Todos hablan de cambio en épocas electorales. Hoy inician formalmente las campañas y la propuesta es cambiar. ¿Qué? Lo que sea. El fin es que haya una renovación del poder y de la sociedad. Sólo hay un pequeño obstáculo: el ser y la forma de ser, cuando involucra a un grupo humano, no se modifica en un día, ni siquiera en un año. Entonces, ¿qué se quiere alcanzar con el cambio? Nadie lo puede definir a ciencia cierta, sólo hay un vago sentimiento de que se desea ser distinto.

¿Qué somos? La 13ª economía del mundo, el país con más oportunidades de crecimiento por su pertenencia a la región de Norteamérica y su posición geoestratégica con respecto a Asia, Europa y América Latina. Un país rico en cultura y con un bono demográfico significativo. También somos una sociedad desigual, asustada por el aumento de la delincuencia e indignada por los altos niveles de corrupción.

¿Qué queremos ser? Una sociedad más igualitaria, libre de la amenaza de los grupos delincuenciales y más respetuosa del Estado de derecho. Por supuesto, ser una nación más rica, capaz de aprovechar al máximo el potencial de nuestra juventud y con una mayor identidad que nos de reconocimiento en el concierto internacional.

¿Qué no queremos ser? La sociedad bravucona, belicista, racista, excluyente y materialista que representa los Estados Unidos. Ni una sociedad más pobre en un igualitarismo equivocado, ni triste y sin esperanza por un retroceso al autoritarismo. No deseamos volver a la cultura unidimensional del nacionalismo revolucionario, ni desaprovechar la fuerza de nuestros jóvenes en luchas ideológicas estériles y destructoras.
=-=-=-=-=
> **Tarea 1**
Vuelve a escribir, sin cambiar nada, la parte del texto sobre el cambio en tiempos de elecciones que va entre "Todos hablan de" y "niveles de corrupción.", ambas incluidas.

Registros de contornos
=-=-=-=-=
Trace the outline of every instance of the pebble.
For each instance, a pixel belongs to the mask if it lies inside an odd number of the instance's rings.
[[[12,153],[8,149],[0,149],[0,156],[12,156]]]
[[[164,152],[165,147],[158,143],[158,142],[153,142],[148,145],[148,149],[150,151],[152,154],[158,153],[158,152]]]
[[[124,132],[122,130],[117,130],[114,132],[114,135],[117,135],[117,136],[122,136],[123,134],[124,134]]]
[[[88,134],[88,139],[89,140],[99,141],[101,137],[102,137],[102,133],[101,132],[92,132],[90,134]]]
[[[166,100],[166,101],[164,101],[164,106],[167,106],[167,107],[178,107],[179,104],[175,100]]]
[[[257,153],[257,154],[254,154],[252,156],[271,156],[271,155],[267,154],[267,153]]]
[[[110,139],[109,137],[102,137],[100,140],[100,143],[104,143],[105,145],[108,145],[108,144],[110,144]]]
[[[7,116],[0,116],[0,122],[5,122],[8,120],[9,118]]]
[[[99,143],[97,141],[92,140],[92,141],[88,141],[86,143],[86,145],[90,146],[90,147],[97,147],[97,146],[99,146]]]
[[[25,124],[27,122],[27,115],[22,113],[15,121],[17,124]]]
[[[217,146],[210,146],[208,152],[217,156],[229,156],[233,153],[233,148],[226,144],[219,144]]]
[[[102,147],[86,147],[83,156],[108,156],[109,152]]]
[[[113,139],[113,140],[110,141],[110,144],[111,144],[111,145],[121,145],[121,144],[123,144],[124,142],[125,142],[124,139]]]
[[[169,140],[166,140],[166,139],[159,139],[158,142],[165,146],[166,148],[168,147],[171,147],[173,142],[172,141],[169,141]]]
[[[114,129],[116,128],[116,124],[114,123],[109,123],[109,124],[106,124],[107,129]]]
=-=-=-=-=
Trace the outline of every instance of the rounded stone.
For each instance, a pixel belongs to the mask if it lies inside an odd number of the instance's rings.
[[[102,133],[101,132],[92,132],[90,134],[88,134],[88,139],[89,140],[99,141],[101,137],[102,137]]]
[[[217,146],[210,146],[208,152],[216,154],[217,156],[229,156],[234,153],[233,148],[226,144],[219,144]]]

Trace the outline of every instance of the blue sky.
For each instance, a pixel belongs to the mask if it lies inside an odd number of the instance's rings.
=-=-=-=-=
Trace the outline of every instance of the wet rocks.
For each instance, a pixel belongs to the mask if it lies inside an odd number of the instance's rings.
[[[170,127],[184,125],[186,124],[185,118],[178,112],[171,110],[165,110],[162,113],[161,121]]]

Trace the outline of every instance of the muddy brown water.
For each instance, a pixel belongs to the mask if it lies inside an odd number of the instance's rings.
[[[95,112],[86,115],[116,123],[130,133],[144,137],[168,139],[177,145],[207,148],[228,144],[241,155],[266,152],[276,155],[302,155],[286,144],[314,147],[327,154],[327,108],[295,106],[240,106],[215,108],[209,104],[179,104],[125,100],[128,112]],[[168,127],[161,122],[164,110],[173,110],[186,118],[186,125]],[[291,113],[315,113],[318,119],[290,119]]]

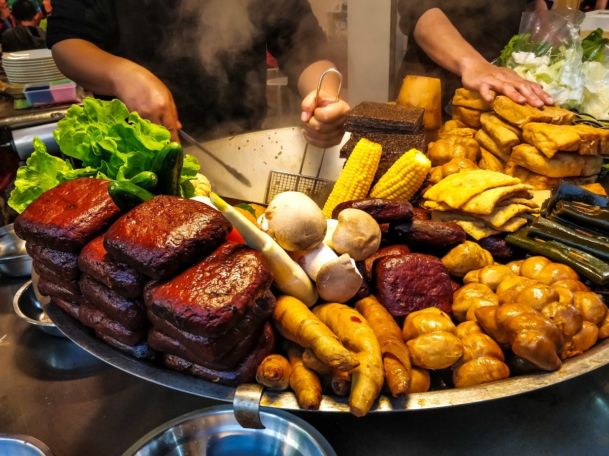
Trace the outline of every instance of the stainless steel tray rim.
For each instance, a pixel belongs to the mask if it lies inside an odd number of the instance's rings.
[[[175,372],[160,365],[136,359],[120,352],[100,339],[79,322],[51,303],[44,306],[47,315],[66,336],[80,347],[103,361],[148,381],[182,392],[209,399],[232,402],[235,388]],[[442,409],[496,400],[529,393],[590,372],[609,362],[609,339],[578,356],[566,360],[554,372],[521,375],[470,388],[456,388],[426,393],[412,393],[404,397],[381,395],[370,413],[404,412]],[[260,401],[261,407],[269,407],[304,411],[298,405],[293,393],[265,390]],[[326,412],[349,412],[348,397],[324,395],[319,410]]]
=-=-=-=-=
> **Tarea 2**
Transcribe sin cambios las líneas de los registros que van desde la que contiene "Trace the outline of every instance of the pebble." hasta la que contiene "[[[7,116],[0,116],[0,122],[5,122],[8,120],[9,118]]]", ambas incluidas.

> **Solución 1**
Todos hablan de cambio en épocas electorales. Hoy inician formalmente las campañas y la propuesta es cambiar. ¿Qué? Lo que sea. El fin es que haya una renovación del poder y de la sociedad. Sólo hay un pequeño obstáculo: el ser y la forma de ser, cuando involucra a un grupo humano, no se modifica en un día, ni siquiera en un año. Entonces, ¿qué se quiere alcanzar con el cambio? Nadie lo puede definir a ciencia cierta, sólo hay un vago sentimiento de que se desea ser distinto.

¿Qué somos? La 13ª economía del mundo, el país con más oportunidades de crecimiento por su pertenencia a la región de Norteamérica y su posición geoestratégica con respecto a Asia, Europa y América Latina. Un país rico en cultura y con un bono demográfico significativo. También somos una sociedad desigual, asustada por el aumento de la delincuencia e indignada por los altos niveles de corrupción.

> **Solución 2**
Trace the outline of every instance of the pebble.
For each instance, a pixel belongs to the mask if it lies inside an odd number of the instance's rings.
[[[12,153],[8,149],[0,149],[0,156],[12,156]]]
[[[164,152],[165,147],[158,143],[158,142],[153,142],[148,145],[148,149],[150,151],[152,154],[158,153],[158,152]]]
[[[124,132],[122,130],[117,130],[114,132],[114,135],[117,135],[117,136],[122,136],[123,134],[124,134]]]
[[[88,134],[88,139],[89,140],[99,141],[101,137],[102,137],[102,133],[101,132],[92,132],[90,134]]]
[[[166,100],[166,101],[164,101],[164,106],[167,106],[167,107],[178,107],[179,104],[175,100]]]
[[[257,153],[257,154],[254,154],[252,156],[271,156],[271,155],[267,154],[267,153]]]
[[[110,139],[109,137],[102,137],[100,140],[100,143],[104,143],[105,145],[108,145],[108,144],[110,144]]]
[[[7,116],[0,116],[0,122],[5,122],[8,120],[9,118]]]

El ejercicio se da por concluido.